[Point-per-instance localization data]
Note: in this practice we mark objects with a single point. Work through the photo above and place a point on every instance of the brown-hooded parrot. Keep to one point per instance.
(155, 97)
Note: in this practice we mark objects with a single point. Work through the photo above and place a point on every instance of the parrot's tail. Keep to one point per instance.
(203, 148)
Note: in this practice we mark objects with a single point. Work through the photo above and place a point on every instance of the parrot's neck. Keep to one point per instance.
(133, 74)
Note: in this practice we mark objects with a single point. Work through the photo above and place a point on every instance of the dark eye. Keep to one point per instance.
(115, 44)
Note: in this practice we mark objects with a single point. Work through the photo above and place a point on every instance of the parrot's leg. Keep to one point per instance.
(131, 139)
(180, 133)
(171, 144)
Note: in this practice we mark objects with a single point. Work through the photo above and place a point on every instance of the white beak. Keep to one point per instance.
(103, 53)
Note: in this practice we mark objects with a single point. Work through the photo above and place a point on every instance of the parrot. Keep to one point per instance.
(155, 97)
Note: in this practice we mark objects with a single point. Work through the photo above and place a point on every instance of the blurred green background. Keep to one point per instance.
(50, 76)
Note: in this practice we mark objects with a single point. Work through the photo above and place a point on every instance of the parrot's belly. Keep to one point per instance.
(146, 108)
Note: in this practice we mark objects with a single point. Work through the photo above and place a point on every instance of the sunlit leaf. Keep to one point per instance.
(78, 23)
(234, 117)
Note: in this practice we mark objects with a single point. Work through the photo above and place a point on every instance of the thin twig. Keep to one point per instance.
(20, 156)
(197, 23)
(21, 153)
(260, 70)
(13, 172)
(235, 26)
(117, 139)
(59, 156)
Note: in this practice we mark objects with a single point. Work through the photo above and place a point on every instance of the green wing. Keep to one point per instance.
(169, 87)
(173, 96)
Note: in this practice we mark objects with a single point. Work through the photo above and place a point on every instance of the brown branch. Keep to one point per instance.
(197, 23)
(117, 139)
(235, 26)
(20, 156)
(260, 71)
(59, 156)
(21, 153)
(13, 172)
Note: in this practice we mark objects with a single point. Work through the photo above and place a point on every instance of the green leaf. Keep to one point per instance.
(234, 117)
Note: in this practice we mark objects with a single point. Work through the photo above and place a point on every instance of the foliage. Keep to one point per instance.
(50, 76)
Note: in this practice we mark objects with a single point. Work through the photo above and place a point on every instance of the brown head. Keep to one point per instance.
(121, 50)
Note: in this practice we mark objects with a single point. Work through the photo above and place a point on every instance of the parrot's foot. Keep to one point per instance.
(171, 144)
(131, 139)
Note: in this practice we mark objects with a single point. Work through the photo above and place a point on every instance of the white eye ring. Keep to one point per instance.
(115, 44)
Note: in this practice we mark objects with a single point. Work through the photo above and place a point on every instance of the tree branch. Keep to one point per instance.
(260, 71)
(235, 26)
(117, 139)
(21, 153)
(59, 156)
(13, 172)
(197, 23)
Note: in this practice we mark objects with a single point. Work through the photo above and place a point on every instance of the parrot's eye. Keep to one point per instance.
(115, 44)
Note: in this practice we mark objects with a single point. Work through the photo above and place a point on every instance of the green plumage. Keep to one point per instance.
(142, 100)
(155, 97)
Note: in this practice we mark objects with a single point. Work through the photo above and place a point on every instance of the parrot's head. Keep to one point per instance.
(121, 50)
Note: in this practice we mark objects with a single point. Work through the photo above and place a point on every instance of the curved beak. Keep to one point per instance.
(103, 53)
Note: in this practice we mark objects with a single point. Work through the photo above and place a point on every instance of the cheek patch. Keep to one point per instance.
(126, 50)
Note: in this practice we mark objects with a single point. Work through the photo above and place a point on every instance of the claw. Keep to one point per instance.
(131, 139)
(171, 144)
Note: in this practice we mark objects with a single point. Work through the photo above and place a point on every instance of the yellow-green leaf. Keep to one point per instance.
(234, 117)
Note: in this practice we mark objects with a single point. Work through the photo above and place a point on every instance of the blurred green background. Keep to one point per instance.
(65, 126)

▶ [WHAT YOU WILL DO] Once the line with "tree branch. Keep to one point per instance." is found, transcribe it and each line after it through the final line of the entries, exactly and only.

▶ [SOLUTION TO THIS EXERCISE]
Note: in this practice we mark objects with a single point. Work through the photo above and place a point on every instance of the tree branch. Keep to one point per instance.
(260, 71)
(235, 26)
(117, 139)
(21, 153)
(59, 156)
(13, 172)
(197, 23)
Note: in this practice we mark objects with a single point. Work through the photo above and place a point on every instance of the parrot's eye. Keep to one point per instance.
(115, 44)
Note: in this practice we mark objects with a single point. Work through the photo above and place a point on every instance of the green plumage. Keep to one point per instance.
(142, 100)
(155, 97)
Note: in this practice we mark objects with a single point. Work through the photo above and place a point on every instance of the parrot's head. Keep to one point per instance.
(121, 50)
Note: in this practice we mark objects with a single point. Work through the photo above and place a point on every instance of the curved beak. Keep to one point per instance.
(103, 53)
Note: in this practice we mark objects with a single point. Work through the photo above and place a point on every instance of the cheek patch. Keep to one point per instance.
(126, 50)
Note: in this practice we mark objects with a single point. Work through the photo above and place a point on every instance of the claw. Keep to one point per instance.
(131, 139)
(171, 144)
Note: in this practice we mark objects with a single point. Work through the photo above and place a point on every instance of the yellow-green leaf. Keep to one point per instance.
(234, 117)
Note: in this practice we mark objects with a single point. Work through the photo above and place a point on every instance of the blurred green background. Keep to one point per instance.
(65, 126)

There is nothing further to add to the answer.